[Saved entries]
»»
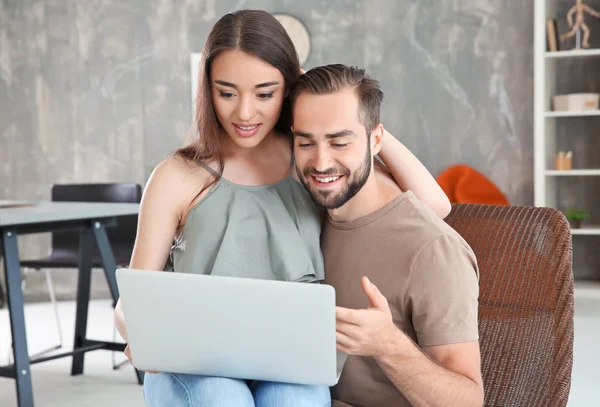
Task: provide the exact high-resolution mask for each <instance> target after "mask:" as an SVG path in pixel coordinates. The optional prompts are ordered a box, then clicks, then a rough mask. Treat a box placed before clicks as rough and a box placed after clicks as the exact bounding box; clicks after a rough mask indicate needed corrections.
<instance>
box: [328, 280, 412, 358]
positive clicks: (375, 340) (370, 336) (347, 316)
mask: <svg viewBox="0 0 600 407" xmlns="http://www.w3.org/2000/svg"><path fill="white" fill-rule="evenodd" d="M361 283H362V287H363V290H364V292H365V294H366V295H367V297H368V298H369V303H370V305H369V308H367V309H364V310H353V309H348V308H342V307H336V319H337V324H336V337H337V348H338V350H340V351H342V352H344V353H346V354H348V355H357V356H373V357H376V356H381V355H383V354H385V353H386V352H388V349H390V348H391V346H393V343H394V339H396V338H397V337H398V334H401V332H400V330H399V329H398V328H396V326H395V325H394V321H393V319H392V313H391V311H390V307H389V305H388V302H387V299H386V298H385V297H384V296H383V294H381V292H380V291H379V289H378V288H377V287H376V286H375V285H374V284H373V283H371V282H370V281H369V279H368V278H367V277H363V278H362V279H361Z"/></svg>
««
§ **WHAT YOU SHOULD DO**
Return exactly the line that contains "box: [328, 280, 412, 358]" and every line after it, through the last line of the records.

§ **SOLVED PROBLEM**
box: [328, 280, 412, 358]
positive clicks: (375, 340) (370, 336) (347, 316)
mask: <svg viewBox="0 0 600 407" xmlns="http://www.w3.org/2000/svg"><path fill="white" fill-rule="evenodd" d="M361 283H362V287H363V290H364V292H365V294H366V295H367V297H368V298H369V303H370V305H369V308H367V309H364V310H353V309H348V308H342V307H336V319H337V324H336V337H337V348H338V350H340V351H342V352H344V353H346V354H348V355H357V356H373V357H376V356H381V355H383V354H385V353H386V352H388V349H390V348H391V346H393V343H394V339H396V338H397V337H398V334H401V332H400V330H399V329H398V328H396V326H395V325H394V321H393V319H392V313H391V311H390V307H389V305H388V302H387V299H386V298H385V297H384V296H383V294H381V292H380V291H379V289H378V288H377V287H376V286H375V285H374V284H373V283H371V282H370V281H369V279H368V278H367V277H363V278H362V279H361Z"/></svg>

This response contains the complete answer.